Brief
Which of the lines below hold the word "target"? Pull each of them out.

##### Extracted records #####

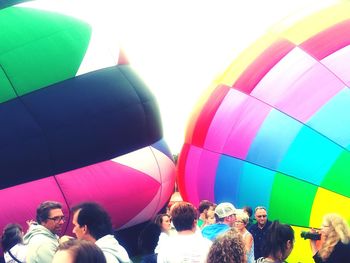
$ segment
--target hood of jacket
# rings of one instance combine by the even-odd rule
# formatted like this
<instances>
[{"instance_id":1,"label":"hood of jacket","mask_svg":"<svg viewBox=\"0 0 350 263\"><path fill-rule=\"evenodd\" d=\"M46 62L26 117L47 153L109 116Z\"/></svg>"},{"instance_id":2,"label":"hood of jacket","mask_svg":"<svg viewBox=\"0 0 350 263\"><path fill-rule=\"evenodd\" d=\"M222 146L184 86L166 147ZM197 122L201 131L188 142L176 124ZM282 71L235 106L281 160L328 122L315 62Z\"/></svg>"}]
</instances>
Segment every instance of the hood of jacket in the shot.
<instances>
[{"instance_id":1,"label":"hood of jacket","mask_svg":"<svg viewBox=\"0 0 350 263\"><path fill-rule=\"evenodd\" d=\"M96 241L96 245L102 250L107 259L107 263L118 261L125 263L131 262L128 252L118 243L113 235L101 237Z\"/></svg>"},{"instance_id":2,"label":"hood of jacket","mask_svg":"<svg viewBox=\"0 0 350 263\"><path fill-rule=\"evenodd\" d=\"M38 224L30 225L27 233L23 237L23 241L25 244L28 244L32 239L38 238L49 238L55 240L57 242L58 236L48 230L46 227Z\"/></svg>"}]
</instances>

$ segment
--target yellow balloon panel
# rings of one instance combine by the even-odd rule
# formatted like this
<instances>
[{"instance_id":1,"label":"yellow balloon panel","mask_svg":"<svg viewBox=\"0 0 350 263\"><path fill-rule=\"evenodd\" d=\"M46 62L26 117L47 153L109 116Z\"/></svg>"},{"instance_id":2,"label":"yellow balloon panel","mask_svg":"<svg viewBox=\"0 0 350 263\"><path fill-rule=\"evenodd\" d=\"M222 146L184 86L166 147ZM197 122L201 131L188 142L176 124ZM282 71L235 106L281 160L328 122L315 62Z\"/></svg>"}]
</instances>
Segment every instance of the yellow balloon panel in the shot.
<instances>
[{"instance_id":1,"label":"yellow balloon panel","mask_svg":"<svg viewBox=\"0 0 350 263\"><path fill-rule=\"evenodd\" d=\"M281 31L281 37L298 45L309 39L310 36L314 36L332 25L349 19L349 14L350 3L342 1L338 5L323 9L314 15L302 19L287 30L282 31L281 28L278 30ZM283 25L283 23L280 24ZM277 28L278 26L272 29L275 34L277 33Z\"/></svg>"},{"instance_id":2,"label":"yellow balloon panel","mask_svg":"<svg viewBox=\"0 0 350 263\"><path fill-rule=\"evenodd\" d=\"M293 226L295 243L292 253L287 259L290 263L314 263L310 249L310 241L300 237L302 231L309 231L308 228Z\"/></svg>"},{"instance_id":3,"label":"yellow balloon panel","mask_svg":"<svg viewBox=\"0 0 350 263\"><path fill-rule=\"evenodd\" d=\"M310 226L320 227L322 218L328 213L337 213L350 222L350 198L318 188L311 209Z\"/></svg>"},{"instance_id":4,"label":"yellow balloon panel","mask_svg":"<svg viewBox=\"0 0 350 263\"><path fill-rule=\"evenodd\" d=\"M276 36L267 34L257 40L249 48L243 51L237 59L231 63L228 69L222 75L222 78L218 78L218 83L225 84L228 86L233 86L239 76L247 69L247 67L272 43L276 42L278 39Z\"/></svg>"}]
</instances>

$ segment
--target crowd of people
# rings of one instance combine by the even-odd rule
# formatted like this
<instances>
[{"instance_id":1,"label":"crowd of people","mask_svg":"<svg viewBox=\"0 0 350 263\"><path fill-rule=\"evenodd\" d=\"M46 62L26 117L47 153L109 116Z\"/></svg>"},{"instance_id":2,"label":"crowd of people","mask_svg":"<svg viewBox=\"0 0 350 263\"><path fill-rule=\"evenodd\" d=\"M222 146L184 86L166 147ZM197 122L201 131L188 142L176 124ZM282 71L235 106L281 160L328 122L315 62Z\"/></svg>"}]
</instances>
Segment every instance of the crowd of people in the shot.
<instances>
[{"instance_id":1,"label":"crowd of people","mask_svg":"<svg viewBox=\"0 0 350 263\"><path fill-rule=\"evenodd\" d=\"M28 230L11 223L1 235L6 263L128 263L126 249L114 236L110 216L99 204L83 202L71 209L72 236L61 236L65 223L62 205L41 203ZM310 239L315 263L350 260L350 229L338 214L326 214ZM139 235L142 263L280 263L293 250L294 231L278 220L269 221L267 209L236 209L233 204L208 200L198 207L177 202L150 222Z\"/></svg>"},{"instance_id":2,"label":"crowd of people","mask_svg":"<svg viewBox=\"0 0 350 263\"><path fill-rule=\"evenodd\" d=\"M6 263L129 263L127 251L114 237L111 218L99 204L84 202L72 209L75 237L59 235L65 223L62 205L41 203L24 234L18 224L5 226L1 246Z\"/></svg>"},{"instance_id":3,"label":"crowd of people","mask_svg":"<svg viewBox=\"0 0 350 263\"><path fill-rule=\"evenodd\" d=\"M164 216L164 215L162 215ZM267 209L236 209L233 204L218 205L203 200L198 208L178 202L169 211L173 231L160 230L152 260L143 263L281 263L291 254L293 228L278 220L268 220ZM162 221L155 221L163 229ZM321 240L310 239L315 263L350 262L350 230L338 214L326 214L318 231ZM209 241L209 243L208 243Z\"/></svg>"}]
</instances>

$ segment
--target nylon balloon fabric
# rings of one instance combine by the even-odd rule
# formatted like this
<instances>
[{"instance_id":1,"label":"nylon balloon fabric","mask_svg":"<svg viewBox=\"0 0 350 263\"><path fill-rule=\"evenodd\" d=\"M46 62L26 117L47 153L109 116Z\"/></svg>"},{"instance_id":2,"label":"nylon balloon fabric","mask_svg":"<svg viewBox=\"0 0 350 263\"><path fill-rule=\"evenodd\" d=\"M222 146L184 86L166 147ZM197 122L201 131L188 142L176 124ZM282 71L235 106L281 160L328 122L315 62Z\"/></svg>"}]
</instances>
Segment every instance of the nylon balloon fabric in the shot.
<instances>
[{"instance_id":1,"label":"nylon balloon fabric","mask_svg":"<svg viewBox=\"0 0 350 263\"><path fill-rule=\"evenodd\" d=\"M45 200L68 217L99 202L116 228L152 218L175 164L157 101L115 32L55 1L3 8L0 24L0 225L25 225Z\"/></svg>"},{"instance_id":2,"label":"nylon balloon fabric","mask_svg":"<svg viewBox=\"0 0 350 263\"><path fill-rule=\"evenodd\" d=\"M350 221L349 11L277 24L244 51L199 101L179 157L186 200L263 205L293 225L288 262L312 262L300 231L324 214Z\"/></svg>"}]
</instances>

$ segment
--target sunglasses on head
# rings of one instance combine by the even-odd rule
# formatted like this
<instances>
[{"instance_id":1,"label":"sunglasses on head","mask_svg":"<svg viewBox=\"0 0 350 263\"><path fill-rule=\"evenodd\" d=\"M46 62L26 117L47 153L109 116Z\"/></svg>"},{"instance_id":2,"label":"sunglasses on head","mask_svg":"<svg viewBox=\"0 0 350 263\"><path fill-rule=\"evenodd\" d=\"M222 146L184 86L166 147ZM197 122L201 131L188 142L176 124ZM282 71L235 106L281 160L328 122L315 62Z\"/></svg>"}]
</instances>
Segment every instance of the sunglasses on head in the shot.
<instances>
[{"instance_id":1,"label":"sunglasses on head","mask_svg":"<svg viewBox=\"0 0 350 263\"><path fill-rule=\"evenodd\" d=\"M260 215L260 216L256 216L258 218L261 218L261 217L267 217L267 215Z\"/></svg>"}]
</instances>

#####

Solution to this exercise
--target hood of jacket
--target yellow balloon panel
--target crowd of people
--target nylon balloon fabric
--target sunglasses on head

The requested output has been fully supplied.